**Exercise prompt**:
Look through the records below and collect all lines that hold the string "slope".

[Saved data entries]
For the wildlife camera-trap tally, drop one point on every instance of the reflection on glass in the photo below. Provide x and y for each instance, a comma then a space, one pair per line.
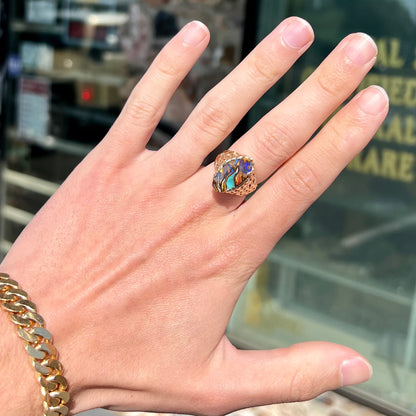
346, 272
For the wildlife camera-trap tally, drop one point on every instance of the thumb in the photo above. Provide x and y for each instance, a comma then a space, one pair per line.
300, 372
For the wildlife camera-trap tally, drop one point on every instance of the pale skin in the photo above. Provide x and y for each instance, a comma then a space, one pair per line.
136, 263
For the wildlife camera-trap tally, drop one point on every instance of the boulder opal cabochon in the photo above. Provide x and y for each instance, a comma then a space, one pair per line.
232, 174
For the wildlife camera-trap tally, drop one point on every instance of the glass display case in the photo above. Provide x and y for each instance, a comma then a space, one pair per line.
346, 272
71, 65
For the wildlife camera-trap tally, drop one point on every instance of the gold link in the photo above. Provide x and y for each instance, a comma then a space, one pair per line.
35, 353
61, 410
41, 369
19, 320
50, 413
38, 344
26, 336
54, 364
13, 307
60, 379
7, 297
52, 401
9, 283
48, 348
62, 395
34, 317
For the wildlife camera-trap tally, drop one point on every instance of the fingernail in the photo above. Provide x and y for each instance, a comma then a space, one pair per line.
361, 49
355, 371
373, 99
297, 33
194, 33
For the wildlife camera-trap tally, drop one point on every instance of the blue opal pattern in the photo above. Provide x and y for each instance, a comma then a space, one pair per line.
232, 174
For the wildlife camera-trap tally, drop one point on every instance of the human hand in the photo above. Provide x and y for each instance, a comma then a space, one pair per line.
136, 263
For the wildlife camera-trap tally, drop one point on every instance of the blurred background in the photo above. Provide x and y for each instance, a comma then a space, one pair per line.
346, 271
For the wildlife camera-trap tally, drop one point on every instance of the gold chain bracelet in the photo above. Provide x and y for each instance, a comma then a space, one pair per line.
38, 343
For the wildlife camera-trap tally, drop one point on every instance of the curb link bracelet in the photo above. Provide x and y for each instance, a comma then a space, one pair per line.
38, 344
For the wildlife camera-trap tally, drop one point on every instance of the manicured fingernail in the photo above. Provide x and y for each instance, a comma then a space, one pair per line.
355, 371
297, 33
361, 49
373, 99
194, 33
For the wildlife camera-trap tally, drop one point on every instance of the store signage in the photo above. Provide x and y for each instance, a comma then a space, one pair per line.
33, 108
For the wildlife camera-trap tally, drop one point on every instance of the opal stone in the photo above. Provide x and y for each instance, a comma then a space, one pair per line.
232, 174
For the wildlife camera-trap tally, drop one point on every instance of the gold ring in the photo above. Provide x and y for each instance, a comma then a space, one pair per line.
234, 174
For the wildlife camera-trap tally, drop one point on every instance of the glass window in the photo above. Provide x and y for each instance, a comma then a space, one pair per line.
346, 271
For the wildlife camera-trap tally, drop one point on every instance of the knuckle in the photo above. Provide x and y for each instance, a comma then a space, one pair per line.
213, 119
143, 112
301, 182
262, 68
276, 142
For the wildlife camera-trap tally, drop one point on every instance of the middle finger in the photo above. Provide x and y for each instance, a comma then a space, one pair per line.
286, 128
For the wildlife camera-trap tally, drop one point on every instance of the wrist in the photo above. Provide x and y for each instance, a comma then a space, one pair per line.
20, 393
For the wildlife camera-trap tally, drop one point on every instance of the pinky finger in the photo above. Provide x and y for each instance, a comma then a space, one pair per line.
304, 177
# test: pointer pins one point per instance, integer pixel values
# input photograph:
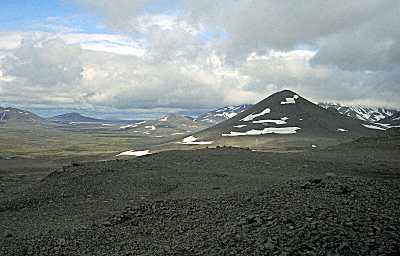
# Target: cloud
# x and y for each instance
(47, 63)
(117, 14)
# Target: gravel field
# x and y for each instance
(212, 202)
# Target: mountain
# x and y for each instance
(222, 114)
(369, 114)
(74, 118)
(18, 116)
(284, 114)
(393, 120)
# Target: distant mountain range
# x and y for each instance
(388, 117)
(222, 114)
(18, 116)
(369, 114)
(284, 114)
(75, 118)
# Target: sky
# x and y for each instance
(146, 58)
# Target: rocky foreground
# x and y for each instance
(322, 207)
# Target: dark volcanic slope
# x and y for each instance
(212, 202)
(286, 112)
(393, 120)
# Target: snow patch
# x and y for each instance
(370, 126)
(135, 153)
(191, 140)
(252, 116)
(240, 126)
(290, 100)
(269, 121)
(128, 126)
(283, 130)
(178, 133)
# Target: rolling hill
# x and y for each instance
(75, 118)
(18, 117)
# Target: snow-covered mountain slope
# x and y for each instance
(286, 113)
(392, 121)
(18, 116)
(369, 114)
(222, 114)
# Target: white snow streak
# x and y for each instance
(240, 126)
(283, 130)
(370, 126)
(128, 126)
(269, 121)
(252, 116)
(290, 100)
(191, 140)
(135, 153)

**Result**:
# Target: dark volcanic slope
# Target: snow-covered mountain slope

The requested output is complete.